====== Text section

# Pipeline

Data ingestion -> Document Store (Azure AI Search)

## 1. Ingest pdf(s)

Ingest pdf(s) in `/data` folder

## 2. Run OCR

Run OCR to extract text from each page. Mistral document model (https://docs.mistral.ai/capabilities/document_ai), it is on Azure AI foundry

## 2.1 (optional) Cleaning

In case the OCR text is very messy, clean it here before chunking, or results will be useless

This is probably not needed because Mistral is apparently a good OCR model

## 3. Chunking

Chunk OCR test with a simple simple textsplitter (https://learn.microsoft.com/en-us/azure/search/vector-search-how-to-chunk-documents#langchain-data-chunking-example)

In [None]:
# sample code
from langchain.text_splitter import RecursiveCharacterTextSplitter
# split documents into text and embeddings

text_splitter = RecursiveCharacterTextSplitter(
   chunk_size=1000, 
   chunk_overlap=200,
   length_function=len,
   is_separator_regex=False
)

chunks = text_splitter.split_documents(pages)

print(chunks[20])
print(chunks[21])

## 4. Embedding

Generate vector embeddings per chunk using the Azure OpenAI embedding model. (https://learn.microsoft.com/en-us/azure/ai-foundry/openai/how-to/embeddings?view=foundry-classic&tabs=csharp)

In [None]:
from langchain_openai import AzureOpenAIEmbeddings

embeddings_model = AzureOpenAIEmbeddings(
    azure_deployment="text-embedding-3-large",
    openai_api_version="2023-05-15",
)

# embeddings are generated in next step directly

## 5. Vector DB

Index in Azure AI Search: store chunk text + metadata (document id, page number, folder, category, source_link) + embedding vector; enable vector search.

In [None]:
documents_to_upload = []

print("Generating embeddings and preparing payload...")

============
====== Supplied records

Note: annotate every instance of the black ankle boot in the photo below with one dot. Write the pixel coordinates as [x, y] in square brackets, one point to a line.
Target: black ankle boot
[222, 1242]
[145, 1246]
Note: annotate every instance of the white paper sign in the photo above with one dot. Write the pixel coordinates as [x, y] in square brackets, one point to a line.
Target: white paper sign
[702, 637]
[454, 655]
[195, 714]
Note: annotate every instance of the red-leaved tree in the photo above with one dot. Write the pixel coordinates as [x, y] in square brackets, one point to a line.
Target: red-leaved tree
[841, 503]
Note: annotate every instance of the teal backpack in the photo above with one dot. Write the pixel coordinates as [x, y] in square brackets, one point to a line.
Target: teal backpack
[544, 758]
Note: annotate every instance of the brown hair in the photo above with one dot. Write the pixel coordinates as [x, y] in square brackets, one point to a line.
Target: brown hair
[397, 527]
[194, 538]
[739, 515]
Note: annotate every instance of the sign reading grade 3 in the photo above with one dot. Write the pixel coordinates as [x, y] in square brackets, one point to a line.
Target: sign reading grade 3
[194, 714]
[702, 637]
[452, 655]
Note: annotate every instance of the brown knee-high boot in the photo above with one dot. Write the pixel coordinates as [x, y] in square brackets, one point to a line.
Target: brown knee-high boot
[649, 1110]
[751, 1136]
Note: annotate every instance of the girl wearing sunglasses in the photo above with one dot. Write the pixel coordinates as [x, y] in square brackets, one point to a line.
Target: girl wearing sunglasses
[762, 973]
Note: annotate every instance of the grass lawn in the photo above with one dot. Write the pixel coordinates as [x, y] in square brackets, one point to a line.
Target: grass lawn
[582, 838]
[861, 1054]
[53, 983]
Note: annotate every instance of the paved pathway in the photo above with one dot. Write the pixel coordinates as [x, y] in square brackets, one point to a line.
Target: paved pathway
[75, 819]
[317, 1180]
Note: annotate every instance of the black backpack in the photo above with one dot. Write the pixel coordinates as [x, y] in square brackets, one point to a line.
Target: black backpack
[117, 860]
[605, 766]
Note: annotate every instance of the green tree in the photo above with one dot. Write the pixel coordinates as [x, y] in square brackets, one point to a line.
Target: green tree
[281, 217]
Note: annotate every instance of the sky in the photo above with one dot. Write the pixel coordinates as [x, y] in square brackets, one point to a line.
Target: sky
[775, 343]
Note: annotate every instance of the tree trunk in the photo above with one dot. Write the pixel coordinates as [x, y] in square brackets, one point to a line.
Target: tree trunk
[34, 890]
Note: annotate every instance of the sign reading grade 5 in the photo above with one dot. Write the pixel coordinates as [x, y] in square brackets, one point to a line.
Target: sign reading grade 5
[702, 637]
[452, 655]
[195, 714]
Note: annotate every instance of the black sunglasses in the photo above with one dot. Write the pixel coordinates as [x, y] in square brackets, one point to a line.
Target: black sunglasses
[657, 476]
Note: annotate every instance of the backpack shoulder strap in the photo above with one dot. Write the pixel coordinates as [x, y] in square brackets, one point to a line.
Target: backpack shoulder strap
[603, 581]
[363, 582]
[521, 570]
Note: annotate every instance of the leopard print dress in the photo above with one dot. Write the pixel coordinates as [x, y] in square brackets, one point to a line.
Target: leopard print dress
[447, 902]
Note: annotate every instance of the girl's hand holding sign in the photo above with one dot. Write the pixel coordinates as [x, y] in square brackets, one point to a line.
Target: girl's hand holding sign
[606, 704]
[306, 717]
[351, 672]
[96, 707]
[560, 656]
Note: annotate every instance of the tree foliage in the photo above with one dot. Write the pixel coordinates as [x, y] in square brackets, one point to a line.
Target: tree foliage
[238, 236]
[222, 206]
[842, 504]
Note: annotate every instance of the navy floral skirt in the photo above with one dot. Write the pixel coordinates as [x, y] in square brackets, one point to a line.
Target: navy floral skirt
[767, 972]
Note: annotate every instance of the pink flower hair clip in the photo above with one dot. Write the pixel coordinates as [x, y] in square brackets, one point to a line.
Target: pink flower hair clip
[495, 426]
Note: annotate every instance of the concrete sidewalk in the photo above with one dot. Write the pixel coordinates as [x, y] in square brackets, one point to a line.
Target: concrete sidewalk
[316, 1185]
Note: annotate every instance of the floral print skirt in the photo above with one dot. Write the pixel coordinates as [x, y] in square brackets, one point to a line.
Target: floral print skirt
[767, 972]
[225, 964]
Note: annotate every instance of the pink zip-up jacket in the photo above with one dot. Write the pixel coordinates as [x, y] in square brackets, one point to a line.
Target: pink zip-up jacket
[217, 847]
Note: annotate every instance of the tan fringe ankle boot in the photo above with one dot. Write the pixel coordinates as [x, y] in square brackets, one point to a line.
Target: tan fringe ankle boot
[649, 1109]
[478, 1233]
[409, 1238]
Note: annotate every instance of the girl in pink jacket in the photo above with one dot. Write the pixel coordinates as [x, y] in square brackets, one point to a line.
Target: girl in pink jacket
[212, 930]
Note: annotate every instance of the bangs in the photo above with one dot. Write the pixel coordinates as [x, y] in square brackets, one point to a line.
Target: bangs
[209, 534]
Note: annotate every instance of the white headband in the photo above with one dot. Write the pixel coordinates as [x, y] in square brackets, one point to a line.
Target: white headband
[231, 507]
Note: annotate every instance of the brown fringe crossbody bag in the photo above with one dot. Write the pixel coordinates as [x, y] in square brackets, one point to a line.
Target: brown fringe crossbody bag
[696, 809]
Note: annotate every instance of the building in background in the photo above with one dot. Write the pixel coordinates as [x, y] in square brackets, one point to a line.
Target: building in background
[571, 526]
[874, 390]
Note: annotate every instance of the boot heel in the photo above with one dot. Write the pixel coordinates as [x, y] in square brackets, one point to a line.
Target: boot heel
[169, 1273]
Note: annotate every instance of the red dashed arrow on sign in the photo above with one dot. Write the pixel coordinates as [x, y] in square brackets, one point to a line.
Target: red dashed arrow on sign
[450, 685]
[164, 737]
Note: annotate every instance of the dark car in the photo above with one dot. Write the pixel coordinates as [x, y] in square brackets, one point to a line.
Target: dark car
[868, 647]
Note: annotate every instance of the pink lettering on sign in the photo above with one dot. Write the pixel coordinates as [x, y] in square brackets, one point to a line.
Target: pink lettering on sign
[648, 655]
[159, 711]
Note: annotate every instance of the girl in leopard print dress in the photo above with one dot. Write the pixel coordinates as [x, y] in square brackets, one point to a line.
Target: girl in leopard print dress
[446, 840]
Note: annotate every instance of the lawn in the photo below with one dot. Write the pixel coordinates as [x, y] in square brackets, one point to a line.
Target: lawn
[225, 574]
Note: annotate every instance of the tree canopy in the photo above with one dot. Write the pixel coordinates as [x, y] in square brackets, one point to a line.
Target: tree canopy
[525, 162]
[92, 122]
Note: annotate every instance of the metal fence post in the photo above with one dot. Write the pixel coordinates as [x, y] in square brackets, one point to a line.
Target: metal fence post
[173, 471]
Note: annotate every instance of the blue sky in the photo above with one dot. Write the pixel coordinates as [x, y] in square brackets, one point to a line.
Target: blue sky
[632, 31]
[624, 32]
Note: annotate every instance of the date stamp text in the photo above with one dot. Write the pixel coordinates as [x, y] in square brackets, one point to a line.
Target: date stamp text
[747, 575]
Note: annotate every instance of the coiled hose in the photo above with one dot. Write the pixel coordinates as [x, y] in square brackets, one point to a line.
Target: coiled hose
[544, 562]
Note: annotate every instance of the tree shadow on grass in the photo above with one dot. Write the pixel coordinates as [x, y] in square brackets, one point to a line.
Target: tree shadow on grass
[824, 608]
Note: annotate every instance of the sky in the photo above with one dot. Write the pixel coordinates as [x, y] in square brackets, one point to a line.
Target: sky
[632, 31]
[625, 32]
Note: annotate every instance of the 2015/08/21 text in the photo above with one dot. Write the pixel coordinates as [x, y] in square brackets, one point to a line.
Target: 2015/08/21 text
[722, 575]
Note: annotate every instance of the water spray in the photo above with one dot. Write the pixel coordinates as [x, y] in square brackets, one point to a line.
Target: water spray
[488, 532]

============

** Actions to take **
a - In the pipeline text, what chunk size does the text splitter use?
b - Say whether each statement agrees with the pipeline text, answering yes or no and quoting the deciding words: (i) The cleaning step is optional. (ii) Embeddings are generated with the text-embedding-3-small deployment. (iii) The PDFs are ingested from a /docs folder.
c - Please continue the pipeline text from its last line.

** Responses in order **
a - 1000

b -
(i) Yes: "## 2.1 (optional) Cleaning"
(ii) No: "azure_deployment="text-embedding-3-large","
(iii) No: "Ingest pdf(s) in `/data` folder"

c -
for chunk in final_chunks:
    # Extract metadata that PyPDFLoader provided
    # Note: PyPDFLoader is 0-indexed, so add 1 for humans
    page_num = chunk.metadata.get('page', 0) + 1 
    
    # Create your formatted location string
    location_string = f"Source: {filename}, Page: {page_num}"

    # Generate Embedding (LangChain handles the API call)
    vector = embeddings_model.embed_query(chunk.page_content)

    # Map to your Azure Search Index Schema
    azure_doc = {
        "id": str(uuid.uuid4()),         # Generate unique key
        "content": chunk.page_content,   # The text text
        "contentVector": vector,         # The 1536-dim embedding
        "location": location_string      # get location
    }
    documents_to_upload.append(azure_doc)

## 6. Testing

Validate end-to-end: run a few test queries, confirm top results point back to the right page/chunk, and iterate on chunking/cleaning.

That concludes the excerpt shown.